### [Objectif]
Recopiez tout depuis le début des lignes jusqu'à la ligne contenant « 455 10 L 485 » incluse, en remplaçant « glowing cloud » par « bright cloud » et sans rien modifier d'autre.

### [Entrées]
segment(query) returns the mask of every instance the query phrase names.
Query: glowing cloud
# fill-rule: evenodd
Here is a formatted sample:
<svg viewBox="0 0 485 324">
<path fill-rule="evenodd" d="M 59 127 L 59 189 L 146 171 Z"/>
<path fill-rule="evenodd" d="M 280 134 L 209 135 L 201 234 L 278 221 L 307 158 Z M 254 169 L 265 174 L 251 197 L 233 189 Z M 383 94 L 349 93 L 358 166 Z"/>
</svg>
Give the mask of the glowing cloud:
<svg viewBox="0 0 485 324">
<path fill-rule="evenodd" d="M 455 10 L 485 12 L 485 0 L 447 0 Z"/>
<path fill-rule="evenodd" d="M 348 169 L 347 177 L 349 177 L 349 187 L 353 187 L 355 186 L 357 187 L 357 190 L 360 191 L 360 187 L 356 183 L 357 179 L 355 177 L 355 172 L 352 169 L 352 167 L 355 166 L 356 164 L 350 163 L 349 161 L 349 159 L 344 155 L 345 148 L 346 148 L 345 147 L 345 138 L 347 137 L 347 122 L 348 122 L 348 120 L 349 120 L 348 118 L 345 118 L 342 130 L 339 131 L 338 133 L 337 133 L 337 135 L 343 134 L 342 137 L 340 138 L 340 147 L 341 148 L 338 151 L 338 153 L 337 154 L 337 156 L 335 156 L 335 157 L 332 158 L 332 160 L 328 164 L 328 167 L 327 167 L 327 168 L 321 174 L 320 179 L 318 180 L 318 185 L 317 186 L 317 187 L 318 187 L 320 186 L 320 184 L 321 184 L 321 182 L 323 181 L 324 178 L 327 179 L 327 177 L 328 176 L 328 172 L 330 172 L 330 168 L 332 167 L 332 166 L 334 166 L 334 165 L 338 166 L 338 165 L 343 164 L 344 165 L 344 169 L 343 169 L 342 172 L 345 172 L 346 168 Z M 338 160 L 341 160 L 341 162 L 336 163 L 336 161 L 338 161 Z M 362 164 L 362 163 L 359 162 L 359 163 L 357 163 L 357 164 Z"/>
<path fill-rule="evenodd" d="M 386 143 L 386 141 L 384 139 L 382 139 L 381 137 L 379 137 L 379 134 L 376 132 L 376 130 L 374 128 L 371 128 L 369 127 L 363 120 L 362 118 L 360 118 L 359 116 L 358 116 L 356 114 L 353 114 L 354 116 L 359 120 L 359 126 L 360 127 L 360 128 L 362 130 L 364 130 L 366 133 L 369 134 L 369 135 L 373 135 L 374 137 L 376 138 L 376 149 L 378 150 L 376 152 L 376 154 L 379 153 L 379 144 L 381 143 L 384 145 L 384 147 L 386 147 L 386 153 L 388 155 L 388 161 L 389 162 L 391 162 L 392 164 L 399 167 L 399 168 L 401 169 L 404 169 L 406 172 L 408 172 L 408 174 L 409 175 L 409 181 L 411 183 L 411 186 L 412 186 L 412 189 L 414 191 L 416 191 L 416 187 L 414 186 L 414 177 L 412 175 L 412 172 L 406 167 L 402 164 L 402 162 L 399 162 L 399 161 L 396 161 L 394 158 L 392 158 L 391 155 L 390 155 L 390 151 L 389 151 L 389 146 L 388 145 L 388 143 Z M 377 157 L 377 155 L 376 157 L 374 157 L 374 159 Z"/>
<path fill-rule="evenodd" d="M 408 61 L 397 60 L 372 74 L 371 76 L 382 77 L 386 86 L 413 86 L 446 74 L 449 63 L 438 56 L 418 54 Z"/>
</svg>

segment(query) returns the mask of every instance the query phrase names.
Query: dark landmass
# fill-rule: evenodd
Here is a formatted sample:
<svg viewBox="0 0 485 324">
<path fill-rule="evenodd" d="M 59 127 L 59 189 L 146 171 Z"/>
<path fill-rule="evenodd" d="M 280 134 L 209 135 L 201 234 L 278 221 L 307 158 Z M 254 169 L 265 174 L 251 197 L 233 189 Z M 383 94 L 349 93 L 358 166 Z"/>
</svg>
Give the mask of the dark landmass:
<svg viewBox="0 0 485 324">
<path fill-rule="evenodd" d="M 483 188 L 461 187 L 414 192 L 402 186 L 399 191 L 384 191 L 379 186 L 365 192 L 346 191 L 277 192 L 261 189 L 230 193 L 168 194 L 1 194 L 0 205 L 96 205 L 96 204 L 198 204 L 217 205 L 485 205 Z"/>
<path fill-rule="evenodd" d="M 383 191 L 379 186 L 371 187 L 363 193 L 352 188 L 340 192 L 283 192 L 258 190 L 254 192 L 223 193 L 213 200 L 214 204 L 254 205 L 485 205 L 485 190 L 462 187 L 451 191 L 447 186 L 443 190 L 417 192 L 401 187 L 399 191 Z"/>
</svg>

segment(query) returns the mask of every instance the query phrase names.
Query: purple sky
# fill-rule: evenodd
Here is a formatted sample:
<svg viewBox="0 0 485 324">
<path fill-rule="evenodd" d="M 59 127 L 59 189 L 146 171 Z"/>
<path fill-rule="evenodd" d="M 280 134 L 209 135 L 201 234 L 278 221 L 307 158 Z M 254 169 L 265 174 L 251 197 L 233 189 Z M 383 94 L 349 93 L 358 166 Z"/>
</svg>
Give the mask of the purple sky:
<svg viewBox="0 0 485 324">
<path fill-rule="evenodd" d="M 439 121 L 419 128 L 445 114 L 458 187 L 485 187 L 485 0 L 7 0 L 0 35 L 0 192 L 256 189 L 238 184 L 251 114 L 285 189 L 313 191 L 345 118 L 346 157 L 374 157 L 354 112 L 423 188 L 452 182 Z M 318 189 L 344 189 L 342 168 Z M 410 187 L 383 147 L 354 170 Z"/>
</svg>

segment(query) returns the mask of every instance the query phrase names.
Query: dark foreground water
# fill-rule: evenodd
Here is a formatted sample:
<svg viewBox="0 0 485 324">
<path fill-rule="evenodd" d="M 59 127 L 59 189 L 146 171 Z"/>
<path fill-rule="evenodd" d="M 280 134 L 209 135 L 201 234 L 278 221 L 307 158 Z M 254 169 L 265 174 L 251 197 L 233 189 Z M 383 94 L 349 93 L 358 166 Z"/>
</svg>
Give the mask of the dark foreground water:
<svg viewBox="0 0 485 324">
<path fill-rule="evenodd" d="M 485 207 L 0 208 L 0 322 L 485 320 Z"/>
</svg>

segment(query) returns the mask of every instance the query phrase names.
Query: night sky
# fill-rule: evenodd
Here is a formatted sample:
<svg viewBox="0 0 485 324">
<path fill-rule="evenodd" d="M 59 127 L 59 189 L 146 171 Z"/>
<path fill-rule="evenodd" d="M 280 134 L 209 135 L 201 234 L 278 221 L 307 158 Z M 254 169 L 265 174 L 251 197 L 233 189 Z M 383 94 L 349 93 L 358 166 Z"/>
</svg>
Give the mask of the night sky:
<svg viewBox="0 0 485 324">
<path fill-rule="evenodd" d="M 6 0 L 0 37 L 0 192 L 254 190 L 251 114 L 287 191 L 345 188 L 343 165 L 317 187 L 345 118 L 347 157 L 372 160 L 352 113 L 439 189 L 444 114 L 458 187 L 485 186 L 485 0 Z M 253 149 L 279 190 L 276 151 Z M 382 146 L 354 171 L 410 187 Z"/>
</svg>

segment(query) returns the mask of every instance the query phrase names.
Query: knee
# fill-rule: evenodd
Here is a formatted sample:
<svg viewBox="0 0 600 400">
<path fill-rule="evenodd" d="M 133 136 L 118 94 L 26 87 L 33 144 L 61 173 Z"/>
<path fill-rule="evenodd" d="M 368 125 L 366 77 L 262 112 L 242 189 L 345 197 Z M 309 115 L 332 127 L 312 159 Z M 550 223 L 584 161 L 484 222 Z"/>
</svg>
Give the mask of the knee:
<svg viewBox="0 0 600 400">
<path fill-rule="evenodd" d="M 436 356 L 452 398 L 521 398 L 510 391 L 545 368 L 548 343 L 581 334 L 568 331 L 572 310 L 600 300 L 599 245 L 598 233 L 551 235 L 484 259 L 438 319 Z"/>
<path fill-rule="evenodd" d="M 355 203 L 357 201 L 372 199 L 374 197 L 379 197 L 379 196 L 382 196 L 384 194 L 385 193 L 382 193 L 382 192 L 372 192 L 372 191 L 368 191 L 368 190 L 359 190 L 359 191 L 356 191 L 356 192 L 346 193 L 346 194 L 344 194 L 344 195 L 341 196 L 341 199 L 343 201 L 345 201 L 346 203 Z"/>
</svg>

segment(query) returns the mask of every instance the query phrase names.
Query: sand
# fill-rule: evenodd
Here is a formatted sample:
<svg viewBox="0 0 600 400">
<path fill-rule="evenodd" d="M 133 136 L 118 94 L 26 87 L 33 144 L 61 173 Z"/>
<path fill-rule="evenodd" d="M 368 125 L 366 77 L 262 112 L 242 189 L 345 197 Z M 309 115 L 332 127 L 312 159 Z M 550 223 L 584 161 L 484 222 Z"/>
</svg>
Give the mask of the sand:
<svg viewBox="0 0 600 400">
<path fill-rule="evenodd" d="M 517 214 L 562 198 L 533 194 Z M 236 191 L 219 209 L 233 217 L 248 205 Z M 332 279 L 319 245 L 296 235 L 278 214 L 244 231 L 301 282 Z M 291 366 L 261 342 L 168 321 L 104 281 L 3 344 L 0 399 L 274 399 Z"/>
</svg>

### [Réponse attendue]
segment(query) returns the mask of every instance the query phrase names.
Query: bright cloud
# fill-rule: evenodd
Here is a formatted sample:
<svg viewBox="0 0 485 324">
<path fill-rule="evenodd" d="M 59 127 L 59 189 L 146 171 Z"/>
<path fill-rule="evenodd" d="M 280 134 L 209 135 L 201 234 L 278 221 L 307 158 Z M 254 169 L 265 174 L 251 197 L 233 189 Z M 383 94 L 349 93 L 358 166 Z"/>
</svg>
Give the mask of the bright cloud:
<svg viewBox="0 0 485 324">
<path fill-rule="evenodd" d="M 455 10 L 485 12 L 485 0 L 447 0 Z"/>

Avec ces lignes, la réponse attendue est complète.